··· Supplied text
Even as summer’s festivals, picnics and vacations continue to keep families busy, “Back to school” reminders are showing up in stores everywhere.
That means it is also time to think about getting children their booster shots.
Students entering school are required to have received a total of 21 immunization doses for eight different diseases. Fortunately for needle-shy children, many childhood injections cover more than one disease.
Tetanus, diphtheria, polio, measles, mumps, rubella, hepatitis B and chicken pox are all required for kindergarten and seventh graders require a recent tetanus-diphtheria-pertussis booster and one dose of meningococcal conjugate vaccine against some types of meningitis and sepsis.
Although not required, there also are vaccines available for influenza and human papillomavirus, known to cause cervical and throat cancer.
Local experts say vaccines have proven their value.
“In the United States and a handful of other industrialized countries, these vaccines have been able to prevent and in some cases eliminate diseases that have killed hundreds of thousands of children in the U.S. over the years,” said Dr. Matthew Masiello, chief wellness officer at the Center for Health Promotion and Disease Prevention at Windber Research Institute. Masiello is also a pediatrician.
······
··· Raw data
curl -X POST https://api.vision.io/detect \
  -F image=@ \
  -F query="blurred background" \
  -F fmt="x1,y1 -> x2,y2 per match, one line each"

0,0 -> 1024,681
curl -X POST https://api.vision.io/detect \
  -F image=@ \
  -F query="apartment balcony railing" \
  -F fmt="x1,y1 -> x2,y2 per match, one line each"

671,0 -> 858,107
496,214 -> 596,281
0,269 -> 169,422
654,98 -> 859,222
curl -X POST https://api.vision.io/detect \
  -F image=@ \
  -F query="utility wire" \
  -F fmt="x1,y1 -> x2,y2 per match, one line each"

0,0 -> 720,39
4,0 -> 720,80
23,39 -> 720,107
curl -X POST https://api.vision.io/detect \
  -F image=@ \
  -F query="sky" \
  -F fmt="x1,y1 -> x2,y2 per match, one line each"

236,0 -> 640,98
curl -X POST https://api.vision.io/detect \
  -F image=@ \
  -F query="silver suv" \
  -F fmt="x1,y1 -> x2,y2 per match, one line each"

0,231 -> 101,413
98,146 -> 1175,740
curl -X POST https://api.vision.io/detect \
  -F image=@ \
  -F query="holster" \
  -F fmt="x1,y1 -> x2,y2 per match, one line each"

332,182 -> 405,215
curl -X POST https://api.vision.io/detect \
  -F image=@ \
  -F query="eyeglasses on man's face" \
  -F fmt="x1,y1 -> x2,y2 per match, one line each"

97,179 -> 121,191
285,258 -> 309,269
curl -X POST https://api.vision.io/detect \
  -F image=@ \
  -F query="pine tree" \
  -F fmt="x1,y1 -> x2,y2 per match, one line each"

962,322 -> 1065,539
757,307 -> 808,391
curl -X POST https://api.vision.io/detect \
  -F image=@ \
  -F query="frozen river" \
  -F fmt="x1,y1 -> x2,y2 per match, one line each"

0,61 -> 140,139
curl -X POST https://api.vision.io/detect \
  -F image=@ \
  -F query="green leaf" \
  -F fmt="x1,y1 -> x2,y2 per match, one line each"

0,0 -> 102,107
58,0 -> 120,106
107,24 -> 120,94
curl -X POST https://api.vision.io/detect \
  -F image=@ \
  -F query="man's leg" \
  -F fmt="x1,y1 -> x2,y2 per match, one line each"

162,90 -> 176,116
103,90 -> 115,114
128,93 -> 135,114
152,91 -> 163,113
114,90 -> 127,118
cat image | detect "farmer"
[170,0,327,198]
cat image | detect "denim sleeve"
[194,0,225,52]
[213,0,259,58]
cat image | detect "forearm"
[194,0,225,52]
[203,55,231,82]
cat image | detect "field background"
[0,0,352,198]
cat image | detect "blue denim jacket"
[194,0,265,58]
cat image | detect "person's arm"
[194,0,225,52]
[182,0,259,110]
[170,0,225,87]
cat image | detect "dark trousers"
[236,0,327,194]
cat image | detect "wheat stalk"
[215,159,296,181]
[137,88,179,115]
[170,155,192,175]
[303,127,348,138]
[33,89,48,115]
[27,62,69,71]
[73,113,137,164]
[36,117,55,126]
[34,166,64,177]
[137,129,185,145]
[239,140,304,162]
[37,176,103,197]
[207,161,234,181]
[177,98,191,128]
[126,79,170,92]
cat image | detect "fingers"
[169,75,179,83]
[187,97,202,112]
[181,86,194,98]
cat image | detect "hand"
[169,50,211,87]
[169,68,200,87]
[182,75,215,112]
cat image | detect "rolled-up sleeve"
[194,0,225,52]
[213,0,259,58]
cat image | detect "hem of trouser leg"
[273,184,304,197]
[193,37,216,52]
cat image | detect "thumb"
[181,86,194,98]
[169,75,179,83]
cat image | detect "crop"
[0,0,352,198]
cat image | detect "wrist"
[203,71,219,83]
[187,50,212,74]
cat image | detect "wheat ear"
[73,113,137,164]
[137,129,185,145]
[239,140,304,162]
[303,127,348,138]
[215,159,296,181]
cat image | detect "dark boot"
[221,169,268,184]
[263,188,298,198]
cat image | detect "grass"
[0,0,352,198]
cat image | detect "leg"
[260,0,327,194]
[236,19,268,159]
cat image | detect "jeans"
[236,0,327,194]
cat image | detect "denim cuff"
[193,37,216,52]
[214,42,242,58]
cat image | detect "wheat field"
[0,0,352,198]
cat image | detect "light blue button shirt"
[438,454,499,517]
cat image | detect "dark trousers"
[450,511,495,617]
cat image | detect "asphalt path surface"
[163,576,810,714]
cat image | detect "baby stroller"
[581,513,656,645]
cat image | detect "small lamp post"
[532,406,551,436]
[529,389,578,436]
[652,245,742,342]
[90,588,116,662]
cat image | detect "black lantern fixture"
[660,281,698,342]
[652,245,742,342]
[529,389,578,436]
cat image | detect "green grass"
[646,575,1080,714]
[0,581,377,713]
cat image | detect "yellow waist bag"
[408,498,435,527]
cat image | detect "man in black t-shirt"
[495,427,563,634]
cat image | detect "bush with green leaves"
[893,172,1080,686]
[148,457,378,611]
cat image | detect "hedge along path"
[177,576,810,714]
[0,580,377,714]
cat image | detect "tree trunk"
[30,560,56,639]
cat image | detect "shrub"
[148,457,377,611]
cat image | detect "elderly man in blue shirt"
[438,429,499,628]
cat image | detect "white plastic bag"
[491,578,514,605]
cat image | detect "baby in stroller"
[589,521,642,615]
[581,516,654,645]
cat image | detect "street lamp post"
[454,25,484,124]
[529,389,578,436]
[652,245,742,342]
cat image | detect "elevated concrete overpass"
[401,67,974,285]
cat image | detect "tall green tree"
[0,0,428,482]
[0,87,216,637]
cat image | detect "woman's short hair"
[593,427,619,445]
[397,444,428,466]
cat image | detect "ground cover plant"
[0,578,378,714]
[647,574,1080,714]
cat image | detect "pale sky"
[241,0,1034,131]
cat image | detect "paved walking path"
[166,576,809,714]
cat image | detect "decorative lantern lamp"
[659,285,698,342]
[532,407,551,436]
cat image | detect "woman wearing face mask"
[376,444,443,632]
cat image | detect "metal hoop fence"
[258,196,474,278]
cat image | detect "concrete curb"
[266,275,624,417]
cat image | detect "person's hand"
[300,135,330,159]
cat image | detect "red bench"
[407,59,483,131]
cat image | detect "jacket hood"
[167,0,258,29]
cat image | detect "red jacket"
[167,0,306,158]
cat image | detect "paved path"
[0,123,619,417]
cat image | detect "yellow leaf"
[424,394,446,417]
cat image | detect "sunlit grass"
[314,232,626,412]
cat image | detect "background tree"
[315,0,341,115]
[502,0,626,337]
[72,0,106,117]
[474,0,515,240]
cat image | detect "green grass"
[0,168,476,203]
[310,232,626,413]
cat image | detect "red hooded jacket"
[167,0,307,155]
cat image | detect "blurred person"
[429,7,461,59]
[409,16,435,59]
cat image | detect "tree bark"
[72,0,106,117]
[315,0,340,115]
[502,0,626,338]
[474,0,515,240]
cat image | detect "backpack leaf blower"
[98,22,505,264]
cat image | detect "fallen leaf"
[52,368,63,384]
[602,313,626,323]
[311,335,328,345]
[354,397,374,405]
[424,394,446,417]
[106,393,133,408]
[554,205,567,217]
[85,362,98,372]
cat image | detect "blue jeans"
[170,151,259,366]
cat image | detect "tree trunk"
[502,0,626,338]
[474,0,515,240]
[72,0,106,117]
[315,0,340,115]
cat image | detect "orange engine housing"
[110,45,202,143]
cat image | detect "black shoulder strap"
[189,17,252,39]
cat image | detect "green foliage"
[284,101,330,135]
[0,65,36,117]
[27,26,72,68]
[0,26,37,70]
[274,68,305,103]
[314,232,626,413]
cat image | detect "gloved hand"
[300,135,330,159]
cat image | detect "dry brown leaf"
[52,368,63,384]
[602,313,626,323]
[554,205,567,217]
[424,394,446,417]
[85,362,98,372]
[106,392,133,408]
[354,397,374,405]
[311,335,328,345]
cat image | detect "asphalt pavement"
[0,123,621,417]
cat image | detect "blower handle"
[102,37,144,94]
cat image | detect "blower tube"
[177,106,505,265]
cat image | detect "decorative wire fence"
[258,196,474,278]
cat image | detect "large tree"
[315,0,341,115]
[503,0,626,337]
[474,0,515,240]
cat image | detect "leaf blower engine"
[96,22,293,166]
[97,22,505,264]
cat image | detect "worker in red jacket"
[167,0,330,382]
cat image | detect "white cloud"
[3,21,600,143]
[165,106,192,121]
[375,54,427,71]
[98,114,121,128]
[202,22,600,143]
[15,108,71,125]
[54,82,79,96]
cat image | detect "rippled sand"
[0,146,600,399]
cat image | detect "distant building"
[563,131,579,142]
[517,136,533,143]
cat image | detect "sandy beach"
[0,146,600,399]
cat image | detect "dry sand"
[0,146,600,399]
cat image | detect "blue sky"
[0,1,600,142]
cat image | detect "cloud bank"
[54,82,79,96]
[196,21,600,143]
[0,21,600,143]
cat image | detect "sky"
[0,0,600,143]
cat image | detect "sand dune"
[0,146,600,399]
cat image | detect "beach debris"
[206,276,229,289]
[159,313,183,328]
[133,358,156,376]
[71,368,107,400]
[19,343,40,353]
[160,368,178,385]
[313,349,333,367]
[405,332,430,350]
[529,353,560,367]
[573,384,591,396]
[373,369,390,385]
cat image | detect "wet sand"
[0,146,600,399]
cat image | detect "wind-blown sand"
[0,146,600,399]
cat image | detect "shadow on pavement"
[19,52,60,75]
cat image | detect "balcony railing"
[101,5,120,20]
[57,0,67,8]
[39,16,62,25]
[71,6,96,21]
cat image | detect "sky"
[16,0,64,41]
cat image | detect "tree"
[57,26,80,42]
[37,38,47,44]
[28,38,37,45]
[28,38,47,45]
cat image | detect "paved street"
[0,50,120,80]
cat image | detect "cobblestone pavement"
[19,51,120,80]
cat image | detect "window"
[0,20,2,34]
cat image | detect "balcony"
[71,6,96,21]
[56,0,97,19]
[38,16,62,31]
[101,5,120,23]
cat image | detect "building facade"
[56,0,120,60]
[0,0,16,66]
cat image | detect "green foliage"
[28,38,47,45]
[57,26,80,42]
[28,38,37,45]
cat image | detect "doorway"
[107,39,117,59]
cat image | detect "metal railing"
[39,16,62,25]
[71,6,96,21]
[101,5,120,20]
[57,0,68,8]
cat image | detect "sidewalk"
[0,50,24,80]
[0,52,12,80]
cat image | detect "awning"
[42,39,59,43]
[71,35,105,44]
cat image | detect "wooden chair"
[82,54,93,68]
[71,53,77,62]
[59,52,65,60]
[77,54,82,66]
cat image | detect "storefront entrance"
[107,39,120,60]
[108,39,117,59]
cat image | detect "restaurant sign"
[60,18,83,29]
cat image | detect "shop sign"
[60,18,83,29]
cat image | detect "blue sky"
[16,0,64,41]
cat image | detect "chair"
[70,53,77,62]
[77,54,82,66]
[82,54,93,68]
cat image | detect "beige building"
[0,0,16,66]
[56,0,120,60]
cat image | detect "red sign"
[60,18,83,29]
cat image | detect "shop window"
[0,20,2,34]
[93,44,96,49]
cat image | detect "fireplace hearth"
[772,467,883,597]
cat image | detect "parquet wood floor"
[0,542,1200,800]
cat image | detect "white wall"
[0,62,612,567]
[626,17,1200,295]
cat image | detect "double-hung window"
······
**Your task**
Pick up the back-to-school vaccination article after its last sentence and continue it.

**Task response**
“These vaccines have significantly reduced morbidity and mortality for diseases that were very common as recently as 20 years ago.”
Conemaugh Physicians Group pediatrician Dr. Lawrence S. Rosenberg says vaccines have increased life expectancy by 10 to 15 years.
“It’s amazing,” Rosenberg said. “In the 1950s, if someone made it to 100 years old, the president of the United States would give you a call because it was so rare. Now it’s common.”
The change is evident in Johnstown, he continued.
“When I started in Johns-town years ago, there were 48 pediatric beds in four hospitals,” he said. “Now there are six.
“Kids are healthier. There are a lot of diseases that caused a majority of problems in the kids that are not around anymore. That is a major advance.”
But the success has created another problem, the federal Food and Drug Administration observes on its website. Because parents today don’t see the devastating effects of the diseases targeted by vaccines, they are questioning the wisdom of making their children get the shots.
“Because of high vaccine coverage rates today, one may focus on rare, potentially vaccine-associated adverse effects,” the website says. “But before vaccines were introduced, there were over 175,000 cases of diphtheria annually, over 147,000 cases of pertussis and over 503,000 cases of measles.”
Many of the concerns note an increase in autism since mass inoculations were required. The autism concerns often cite the use of lead in a preservative once used in many vaccines.
But public concern, technological advances and FDA recommendations ended the use of lead in almost all children’s vaccines manufactured after 2001. Some flu shots still contain the preservative, but pediatricians can get the no-lead version.
The FDA admits vaccines aren’t perfect, but stresses the value in reducing illness and saving lives in the total population.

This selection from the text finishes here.